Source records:

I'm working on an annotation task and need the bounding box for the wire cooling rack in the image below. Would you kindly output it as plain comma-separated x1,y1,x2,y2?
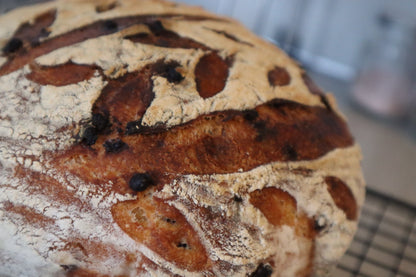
333,188,416,277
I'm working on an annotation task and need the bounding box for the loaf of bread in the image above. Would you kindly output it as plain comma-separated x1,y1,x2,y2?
0,0,365,276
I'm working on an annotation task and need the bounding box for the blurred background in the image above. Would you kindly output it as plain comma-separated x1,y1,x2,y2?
1,0,416,275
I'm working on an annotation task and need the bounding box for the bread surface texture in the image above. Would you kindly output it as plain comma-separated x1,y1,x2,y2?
0,0,365,276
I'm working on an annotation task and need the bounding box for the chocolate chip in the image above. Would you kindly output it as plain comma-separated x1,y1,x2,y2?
103,138,127,153
147,20,165,36
3,38,23,54
268,99,286,110
250,264,273,277
164,218,176,224
233,195,243,202
103,20,118,30
129,173,154,192
81,127,98,146
163,66,184,83
282,144,298,160
92,112,109,131
126,120,141,135
243,110,258,121
60,264,77,272
176,242,188,249
39,27,50,38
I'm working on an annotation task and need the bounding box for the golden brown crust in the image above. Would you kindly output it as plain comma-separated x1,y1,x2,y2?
325,176,358,221
26,62,98,86
52,99,353,192
194,52,231,98
249,188,315,276
249,188,316,239
112,189,211,272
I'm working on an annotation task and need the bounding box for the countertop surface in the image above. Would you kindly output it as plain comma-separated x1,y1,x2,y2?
311,72,416,207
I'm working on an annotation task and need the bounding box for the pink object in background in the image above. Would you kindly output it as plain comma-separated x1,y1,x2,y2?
353,68,412,118
352,12,416,119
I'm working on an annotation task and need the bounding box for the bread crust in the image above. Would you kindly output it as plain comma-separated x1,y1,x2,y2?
0,0,365,276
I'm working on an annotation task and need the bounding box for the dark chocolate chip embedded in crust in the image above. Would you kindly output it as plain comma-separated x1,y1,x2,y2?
129,173,154,192
243,110,258,121
2,9,56,57
176,242,189,249
282,143,298,160
250,263,273,277
147,20,165,36
60,264,78,272
2,38,23,54
103,20,118,30
164,218,176,224
92,112,110,131
125,120,142,135
233,195,243,202
81,127,98,146
163,66,184,83
103,138,127,153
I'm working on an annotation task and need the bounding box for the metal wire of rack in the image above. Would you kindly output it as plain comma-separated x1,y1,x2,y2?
333,188,416,277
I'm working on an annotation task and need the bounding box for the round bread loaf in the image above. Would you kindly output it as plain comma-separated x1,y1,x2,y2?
0,0,365,276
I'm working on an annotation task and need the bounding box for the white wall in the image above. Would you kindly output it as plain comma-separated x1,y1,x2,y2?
178,0,416,80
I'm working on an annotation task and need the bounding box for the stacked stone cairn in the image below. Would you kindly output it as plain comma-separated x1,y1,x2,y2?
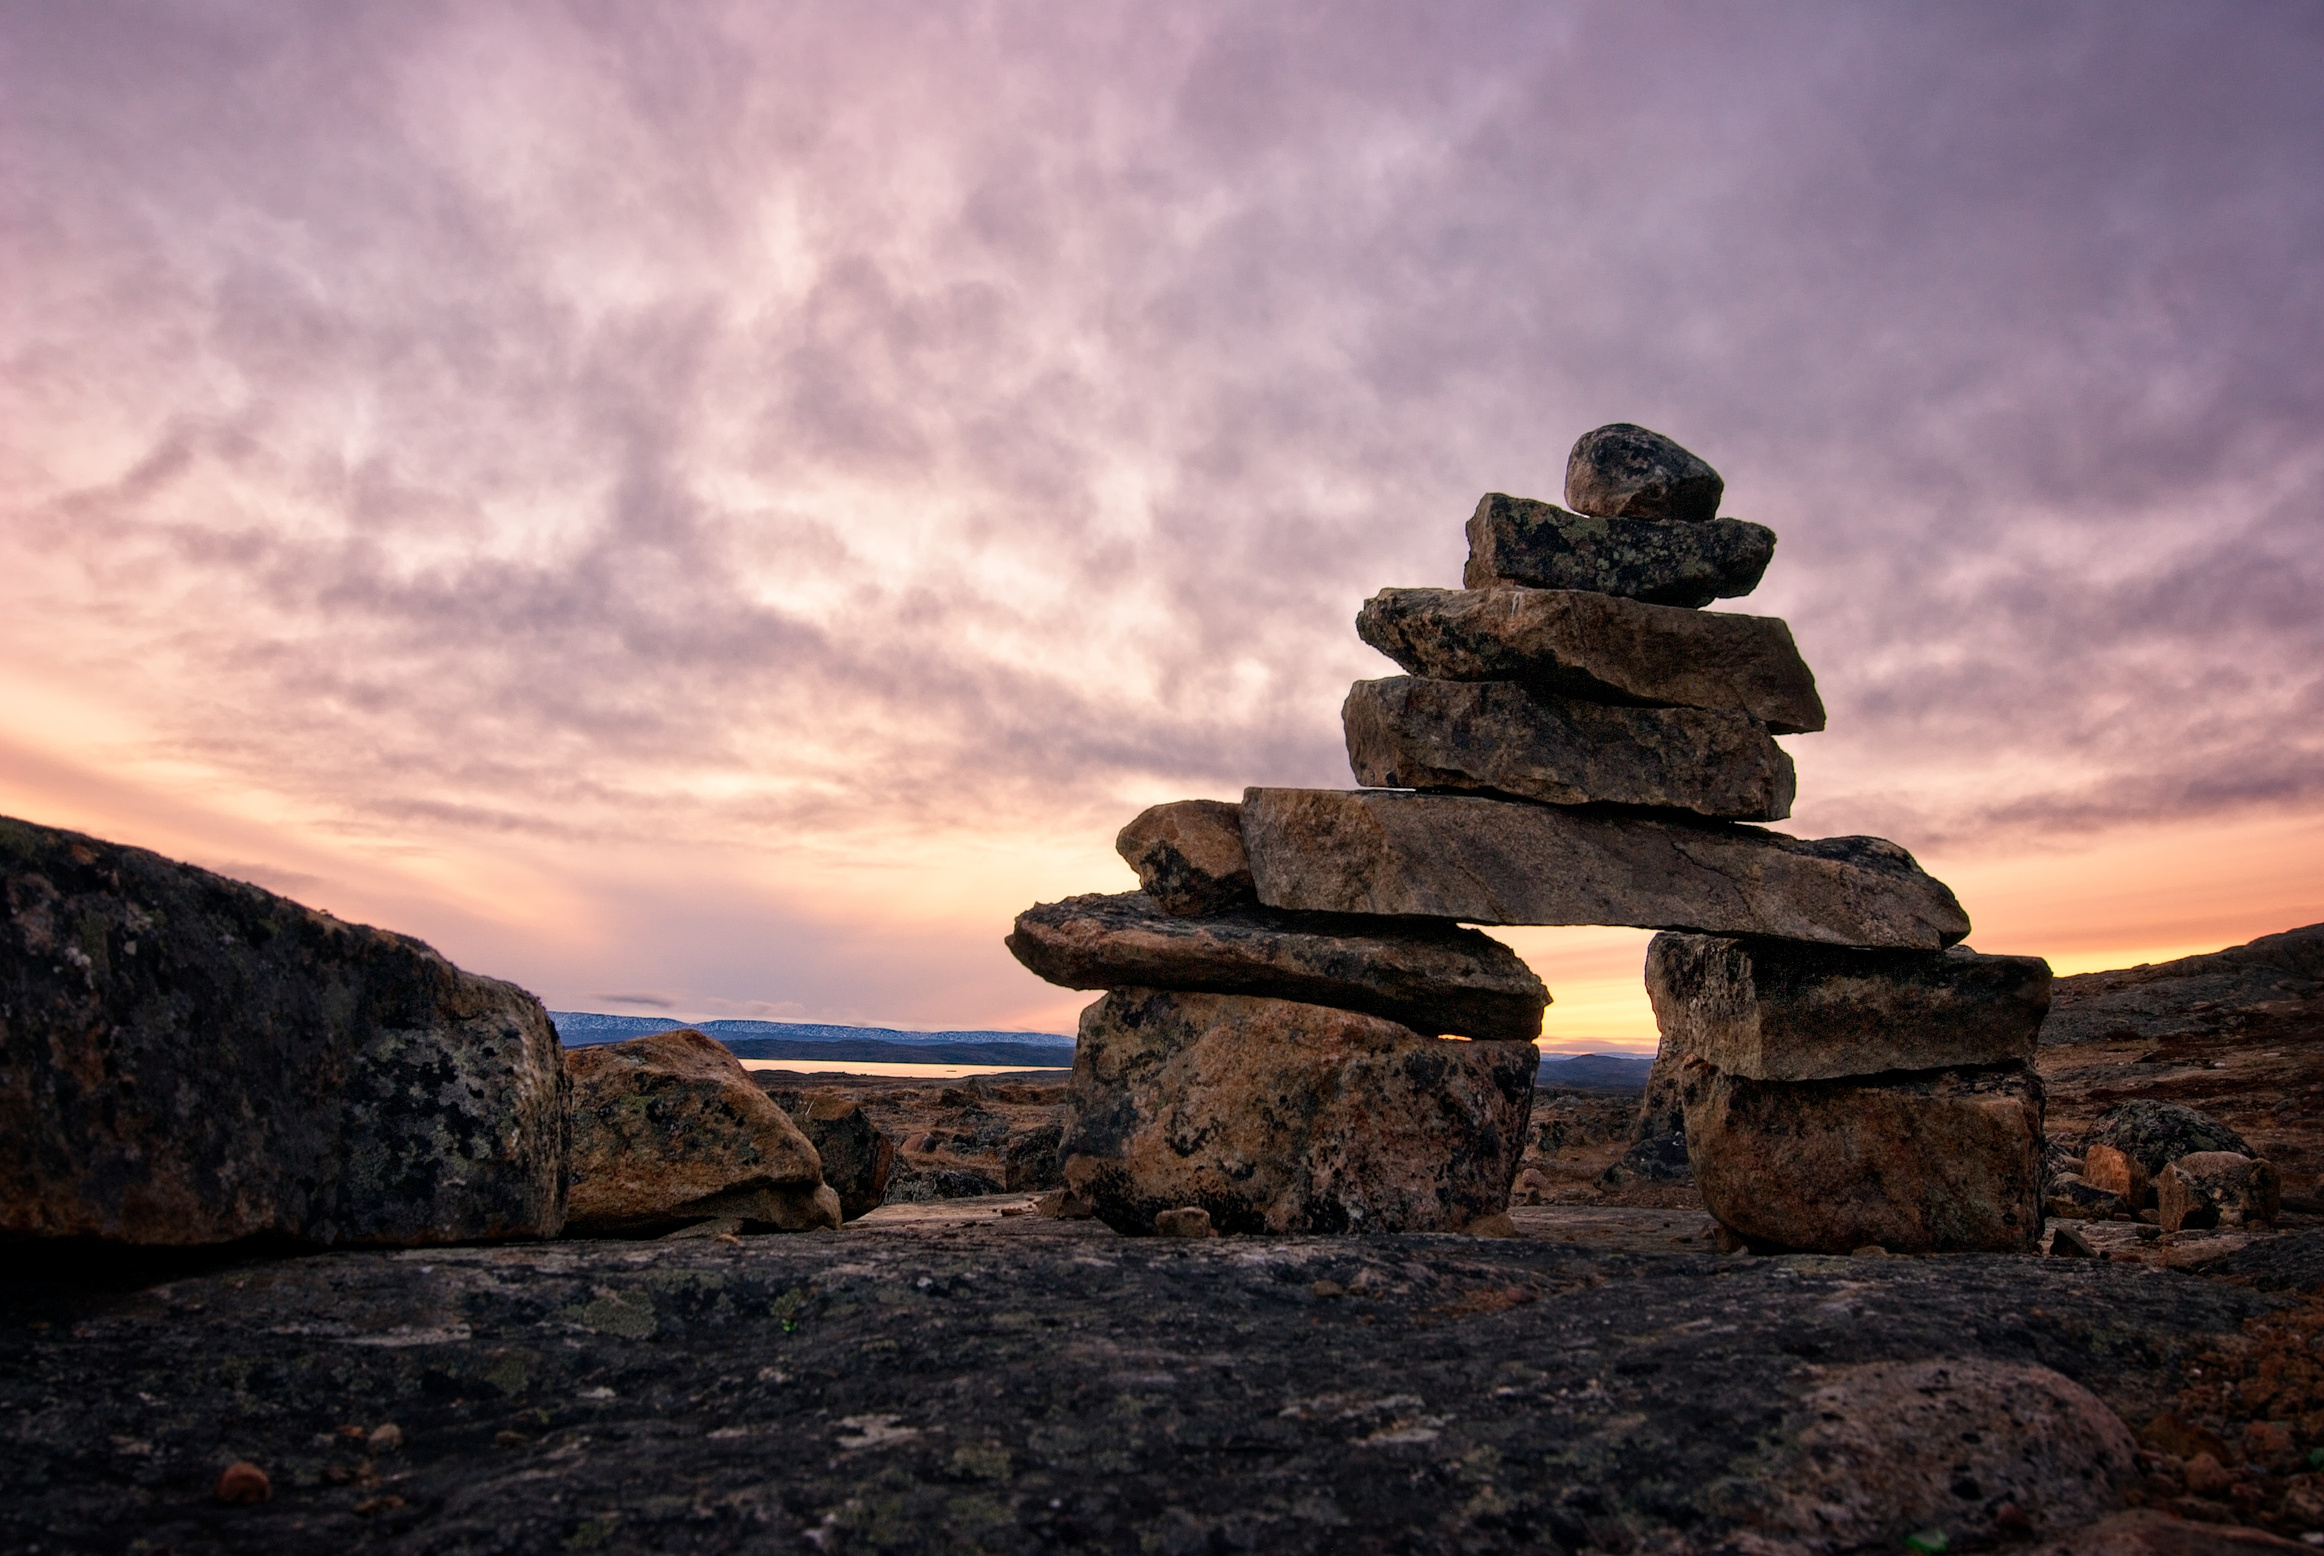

## Exercise requirements
Pictures excluded, output exactly the line that contains "for the white" and every line after it to the end of the data above.

## Answer for the task
I'm working on an annotation task and need the bounding box for the white wall in the image above. Would you kindly output it as plain comma-separated x1,y1,x2,y2?
178,0,416,80
I'm working on an annotation task and need the bounding box for the stacked stone cairn in the image below. Would you kindly output it as plain comma-separated x1,y1,x2,y2?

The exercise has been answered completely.